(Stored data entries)

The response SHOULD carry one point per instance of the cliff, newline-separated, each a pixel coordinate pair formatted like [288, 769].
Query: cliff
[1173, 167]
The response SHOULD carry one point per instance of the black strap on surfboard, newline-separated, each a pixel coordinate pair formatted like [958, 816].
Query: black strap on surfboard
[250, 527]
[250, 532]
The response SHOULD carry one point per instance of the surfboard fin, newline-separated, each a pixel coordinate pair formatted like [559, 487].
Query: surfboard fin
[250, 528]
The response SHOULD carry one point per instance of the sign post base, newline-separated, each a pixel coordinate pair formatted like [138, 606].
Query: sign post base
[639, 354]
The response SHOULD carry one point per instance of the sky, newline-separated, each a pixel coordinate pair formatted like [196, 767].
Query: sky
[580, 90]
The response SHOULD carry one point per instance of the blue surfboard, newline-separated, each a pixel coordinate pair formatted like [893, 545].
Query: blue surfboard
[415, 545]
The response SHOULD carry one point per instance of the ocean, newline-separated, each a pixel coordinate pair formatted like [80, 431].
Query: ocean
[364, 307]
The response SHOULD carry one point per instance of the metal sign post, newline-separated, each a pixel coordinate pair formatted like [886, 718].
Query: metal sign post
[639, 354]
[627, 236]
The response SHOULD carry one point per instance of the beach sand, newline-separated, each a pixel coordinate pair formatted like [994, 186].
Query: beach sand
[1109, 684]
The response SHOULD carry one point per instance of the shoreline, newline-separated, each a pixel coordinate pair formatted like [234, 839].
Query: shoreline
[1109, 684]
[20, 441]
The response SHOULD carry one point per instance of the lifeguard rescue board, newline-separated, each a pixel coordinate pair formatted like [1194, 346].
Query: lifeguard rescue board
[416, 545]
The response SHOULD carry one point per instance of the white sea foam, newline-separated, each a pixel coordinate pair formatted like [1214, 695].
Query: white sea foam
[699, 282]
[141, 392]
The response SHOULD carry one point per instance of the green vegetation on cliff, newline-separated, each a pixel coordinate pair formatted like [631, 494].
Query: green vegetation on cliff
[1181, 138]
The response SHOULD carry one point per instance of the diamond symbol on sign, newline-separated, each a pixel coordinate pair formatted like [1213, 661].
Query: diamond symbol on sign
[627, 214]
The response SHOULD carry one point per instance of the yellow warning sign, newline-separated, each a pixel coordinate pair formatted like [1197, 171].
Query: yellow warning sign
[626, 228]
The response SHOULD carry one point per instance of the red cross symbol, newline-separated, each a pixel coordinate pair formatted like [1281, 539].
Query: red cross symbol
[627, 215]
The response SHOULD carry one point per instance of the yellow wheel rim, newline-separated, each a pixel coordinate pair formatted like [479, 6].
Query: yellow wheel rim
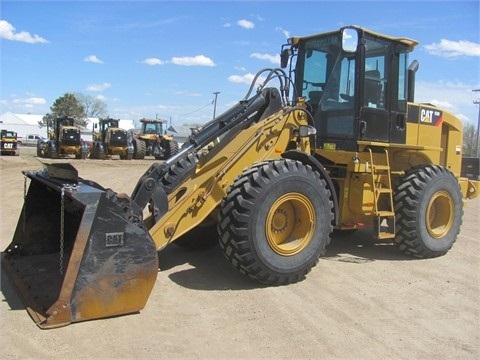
[439, 217]
[290, 224]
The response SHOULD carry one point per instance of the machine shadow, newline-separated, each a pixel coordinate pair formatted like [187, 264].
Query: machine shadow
[360, 247]
[209, 270]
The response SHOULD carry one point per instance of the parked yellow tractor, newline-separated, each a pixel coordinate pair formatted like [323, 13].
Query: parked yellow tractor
[338, 144]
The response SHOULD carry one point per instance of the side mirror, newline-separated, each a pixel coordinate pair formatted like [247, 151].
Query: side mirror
[284, 56]
[306, 130]
[349, 40]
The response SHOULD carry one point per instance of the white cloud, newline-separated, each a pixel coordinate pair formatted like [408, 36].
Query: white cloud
[454, 97]
[29, 102]
[244, 79]
[245, 24]
[98, 87]
[153, 61]
[199, 60]
[453, 49]
[285, 32]
[274, 59]
[93, 59]
[8, 31]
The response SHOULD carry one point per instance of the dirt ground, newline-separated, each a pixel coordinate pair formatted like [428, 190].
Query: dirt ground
[362, 301]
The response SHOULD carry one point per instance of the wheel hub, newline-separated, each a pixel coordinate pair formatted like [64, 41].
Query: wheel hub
[290, 224]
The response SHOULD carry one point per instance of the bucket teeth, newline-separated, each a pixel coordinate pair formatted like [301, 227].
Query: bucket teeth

Aim of the task - Every entry above should come back exactly as written, except for its pictures.

Reply -
The response SHOULD carry one point per instance of the cliff, newline-separated, each a pixel coordinate pair formatted like [288, 769].
Query: cliff
[1173, 167]
The response SHOULD carry one point per instance of the black strap on surfboard, newline-separated, each a pixel coordinate pair formatted like [958, 816].
Query: black strap on surfboard
[250, 527]
[250, 532]
The response SHOULD carry one point per instance of the surfboard fin, newline-separated, each a pixel coordinate pair formatted like [559, 487].
Query: surfboard fin
[250, 528]
The response SHOULD carry one point per instance of the sign post base, newline-separated, each a pixel coordinate pair formatted like [138, 606].
Query: sign post base
[639, 354]
The response SHOULD carry one point per instance of the sky, newline-separated, each a pixel coordinate pair formatted like [196, 767].
Query: sky
[580, 90]
The response SHOULD carry one point per instance of the blue surfboard, newline-separated, each a pixel coordinate pair formatted like [893, 545].
Query: blue surfboard
[415, 545]
The response SHOULD carry one point per instance of the ocean, newline-separated, each a pixel coordinate pair formatted like [80, 431].
Query: ocean
[364, 307]
The response SHOULD carry one point per instance of the metal sign post, newline-separated, each a pixel coordinate pair formatted like [886, 718].
Query: metal sign post
[639, 354]
[627, 236]
The response SHOULD carry one point per instance of the beach sand, newline-separated, each a pixel coordinate pair formatted like [994, 186].
Query: beach sand
[1109, 684]
The response SHOULD carry one point per instance of the shoreline, newline-separated, each a pixel coordinate pair formatted like [234, 839].
Query: shoreline
[1109, 684]
[20, 441]
The response SHOULD carry one point per instance of the lifeguard rescue board, newline-separated, each a pixel coordinate pair formatted like [1194, 346].
Query: lifeguard rescue board
[416, 545]
The response SHOULD carry one point per instance of the white sea foam, newline-separated, each a pixel coordinate pair formatted like [1214, 695].
Query: white sea foam
[699, 282]
[141, 392]
The response SHOULD carry one point per instance of the green vegetation on cliff, newline-separated, each a pixel coordinate pair formatted like [631, 494].
Query: green vegetation on cliff
[1181, 138]
The response SHOULD carry one point per instance of the diamond symbol on sign, newline-separated, each a pixel coordinate pair formatted like [1213, 661].
Query: diamond symbol on sign
[627, 214]
The response SHOULD carry one point per instance of the yellow warning sign, newline-separated, each a pixel coordinate pair formatted like [1197, 171].
Query: yellow warning sign
[626, 228]
The response SHOULD carry one point per instance of the red cross symbol, newline-separated, each a pixel coordinate pair formatted like [1281, 539].
Query: red cross symbol
[627, 215]
The response SHOULD carry one point per instance of the yellow wheel rim, newline-separated, each a pixel coordinate pair formatted like [479, 6].
Query: yellow wheel rim
[439, 217]
[290, 224]
The response SHOULD carry one point per instance of the machine shadow, newline-separated, each a pixel coordinate pair formatted like [187, 264].
Query: machine shadow
[360, 247]
[209, 270]
The response SHOULD carry one point per instance of the parked yellow tractor, newline-separated, each a pixel coordinate pair formatted like [323, 13].
Query: parked yellow tractor
[338, 144]
The response SHOULD carry one point per instance of the side mirror, newline-separated, each a pixel coordinate pair formatted like [247, 151].
Query: side mirror
[284, 56]
[306, 130]
[349, 40]
The response SHOULD carry one point per instance of the white cloud, newline-separated, each a pixel coordinate pair formatted like [408, 36].
Query: white cloud
[454, 97]
[29, 102]
[244, 79]
[245, 24]
[98, 87]
[153, 61]
[199, 60]
[453, 49]
[285, 32]
[274, 59]
[93, 59]
[8, 31]
The response SHOULD carry one point per instance of the dirt ground, newline-separated, each a pixel coordinate pair formatted like [428, 190].
Query: dirt ground
[362, 301]
The response SHOULD carry one point per instance of the wheel hub, newline-separated, each a pixel coordinate pair formatted like [64, 41].
Query: wheel hub
[290, 224]
The response SHOULD carry one point per instance of the bucket teeth, newline-separated, each a pixel coordinate pair formatted like [301, 227].
Query: bucket teeth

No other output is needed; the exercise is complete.